Estratti da un dataset di annotazioni di posizione:
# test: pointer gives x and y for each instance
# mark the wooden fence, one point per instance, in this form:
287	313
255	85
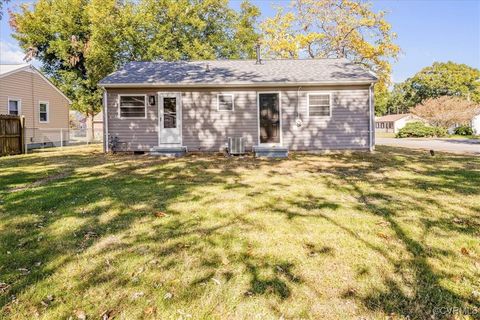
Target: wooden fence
12	132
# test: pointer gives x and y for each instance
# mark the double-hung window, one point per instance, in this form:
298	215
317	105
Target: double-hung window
43	112
13	107
319	105
133	106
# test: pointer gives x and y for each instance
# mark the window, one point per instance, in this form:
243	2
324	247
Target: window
133	106
225	102
14	107
319	105
43	111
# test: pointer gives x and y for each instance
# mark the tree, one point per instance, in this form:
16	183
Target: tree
79	42
447	111
443	79
333	29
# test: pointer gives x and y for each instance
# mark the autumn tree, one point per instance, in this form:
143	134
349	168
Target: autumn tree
333	29
443	79
78	42
446	111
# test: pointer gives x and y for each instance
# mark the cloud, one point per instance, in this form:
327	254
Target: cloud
10	53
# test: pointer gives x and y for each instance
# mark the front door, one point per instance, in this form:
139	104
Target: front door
269	113
170	118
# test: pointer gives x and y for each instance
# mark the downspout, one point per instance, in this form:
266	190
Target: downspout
371	125
105	121
298	121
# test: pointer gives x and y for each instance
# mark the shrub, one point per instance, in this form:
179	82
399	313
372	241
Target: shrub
419	130
464	131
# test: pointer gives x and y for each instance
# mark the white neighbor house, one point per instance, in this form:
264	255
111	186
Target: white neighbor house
393	122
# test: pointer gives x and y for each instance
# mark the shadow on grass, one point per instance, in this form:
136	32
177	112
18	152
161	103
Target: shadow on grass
136	189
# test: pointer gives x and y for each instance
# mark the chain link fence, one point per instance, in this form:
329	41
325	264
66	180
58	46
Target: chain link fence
36	138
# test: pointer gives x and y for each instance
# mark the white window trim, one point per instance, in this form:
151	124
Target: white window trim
132	95
48	111
225	94
280	115
19	105
329	101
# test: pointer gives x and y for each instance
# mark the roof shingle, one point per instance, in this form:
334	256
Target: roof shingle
241	72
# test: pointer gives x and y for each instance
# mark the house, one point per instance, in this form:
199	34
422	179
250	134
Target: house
25	91
314	104
393	122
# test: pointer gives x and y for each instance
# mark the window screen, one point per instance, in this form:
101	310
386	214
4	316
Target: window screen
13	107
132	106
319	105
225	102
43	112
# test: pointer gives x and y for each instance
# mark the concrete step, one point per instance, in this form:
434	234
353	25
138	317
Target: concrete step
271	152
168	151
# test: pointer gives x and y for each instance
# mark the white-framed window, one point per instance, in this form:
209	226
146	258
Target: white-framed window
319	104
43	114
14	106
132	106
225	102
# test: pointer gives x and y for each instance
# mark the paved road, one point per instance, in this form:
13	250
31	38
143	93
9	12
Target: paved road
463	146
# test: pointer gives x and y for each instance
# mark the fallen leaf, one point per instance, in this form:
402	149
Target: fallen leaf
24	271
137	295
4	287
160	214
381	235
80	314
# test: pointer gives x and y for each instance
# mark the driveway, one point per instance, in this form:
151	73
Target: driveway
463	146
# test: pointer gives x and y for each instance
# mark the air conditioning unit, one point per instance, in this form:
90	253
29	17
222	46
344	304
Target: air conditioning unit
236	146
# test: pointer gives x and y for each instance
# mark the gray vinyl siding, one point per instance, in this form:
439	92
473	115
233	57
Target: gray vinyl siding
204	128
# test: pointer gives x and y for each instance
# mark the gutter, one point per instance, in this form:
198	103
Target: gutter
232	84
371	125
105	121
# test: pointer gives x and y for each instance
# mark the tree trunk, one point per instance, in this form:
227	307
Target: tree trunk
91	132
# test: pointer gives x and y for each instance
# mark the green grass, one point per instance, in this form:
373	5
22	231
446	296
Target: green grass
394	233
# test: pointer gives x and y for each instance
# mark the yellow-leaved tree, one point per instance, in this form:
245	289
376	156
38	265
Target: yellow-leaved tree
333	29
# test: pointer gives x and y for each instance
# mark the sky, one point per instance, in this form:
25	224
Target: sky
428	31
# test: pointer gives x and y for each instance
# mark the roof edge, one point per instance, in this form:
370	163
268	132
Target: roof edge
233	85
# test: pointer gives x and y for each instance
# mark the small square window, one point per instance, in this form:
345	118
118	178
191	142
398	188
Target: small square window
225	102
319	105
133	106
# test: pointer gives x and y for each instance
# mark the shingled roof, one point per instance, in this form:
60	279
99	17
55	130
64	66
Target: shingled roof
239	73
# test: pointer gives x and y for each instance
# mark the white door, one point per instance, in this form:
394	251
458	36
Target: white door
170	119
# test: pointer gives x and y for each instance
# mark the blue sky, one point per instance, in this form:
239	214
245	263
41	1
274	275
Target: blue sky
427	31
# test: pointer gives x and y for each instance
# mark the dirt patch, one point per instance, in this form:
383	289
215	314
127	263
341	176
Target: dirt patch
43	181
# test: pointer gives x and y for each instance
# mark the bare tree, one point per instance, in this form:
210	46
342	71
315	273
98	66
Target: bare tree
447	111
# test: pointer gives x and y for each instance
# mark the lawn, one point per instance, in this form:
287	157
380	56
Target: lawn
394	233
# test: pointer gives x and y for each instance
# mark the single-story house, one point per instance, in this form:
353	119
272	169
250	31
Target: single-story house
392	123
304	104
25	91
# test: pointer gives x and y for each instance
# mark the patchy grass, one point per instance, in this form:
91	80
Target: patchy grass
349	235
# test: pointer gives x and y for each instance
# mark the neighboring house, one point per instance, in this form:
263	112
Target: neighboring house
393	122
25	91
80	124
314	104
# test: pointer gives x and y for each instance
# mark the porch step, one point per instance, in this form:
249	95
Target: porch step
271	152
168	151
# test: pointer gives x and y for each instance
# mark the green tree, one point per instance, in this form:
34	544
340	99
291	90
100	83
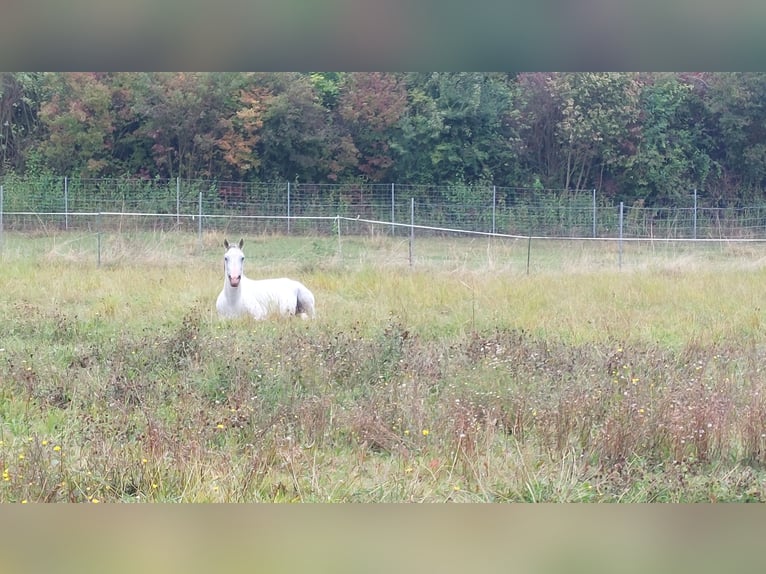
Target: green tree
669	155
737	104
75	114
299	140
19	118
369	108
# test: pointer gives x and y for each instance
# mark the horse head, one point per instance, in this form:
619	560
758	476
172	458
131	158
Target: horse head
233	262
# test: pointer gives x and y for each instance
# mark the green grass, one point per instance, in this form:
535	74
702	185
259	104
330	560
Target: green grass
462	377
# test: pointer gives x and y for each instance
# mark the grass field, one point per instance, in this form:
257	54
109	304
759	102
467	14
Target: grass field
487	370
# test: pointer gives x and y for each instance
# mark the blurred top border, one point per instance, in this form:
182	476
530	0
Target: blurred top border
283	35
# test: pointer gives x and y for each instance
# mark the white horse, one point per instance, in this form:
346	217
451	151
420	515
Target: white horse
259	298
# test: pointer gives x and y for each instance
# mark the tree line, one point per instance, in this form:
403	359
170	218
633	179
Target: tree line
636	137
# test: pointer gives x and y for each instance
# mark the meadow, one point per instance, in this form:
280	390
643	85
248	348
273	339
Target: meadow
485	371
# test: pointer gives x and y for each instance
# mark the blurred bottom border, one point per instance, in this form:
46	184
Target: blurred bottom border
380	538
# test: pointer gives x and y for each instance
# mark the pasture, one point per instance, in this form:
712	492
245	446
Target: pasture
469	376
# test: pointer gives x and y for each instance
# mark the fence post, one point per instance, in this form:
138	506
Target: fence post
288	208
199	225
1	216
337	227
412	227
594	212
393	211
695	213
178	201
98	239
66	203
494	206
619	250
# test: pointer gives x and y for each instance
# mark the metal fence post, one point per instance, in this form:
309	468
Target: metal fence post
619	250
199	225
98	239
393	211
66	203
412	228
178	201
695	213
494	206
594	212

Consegna esercizio:
Raccogli dal materiale qui sopra ogni riga che contiene la stringa "autumn" e ricopiala. Maiuscole e minuscole contano.

Risultato:
# mark the autumn tree, one point per instance, in this form:
Target: autumn tree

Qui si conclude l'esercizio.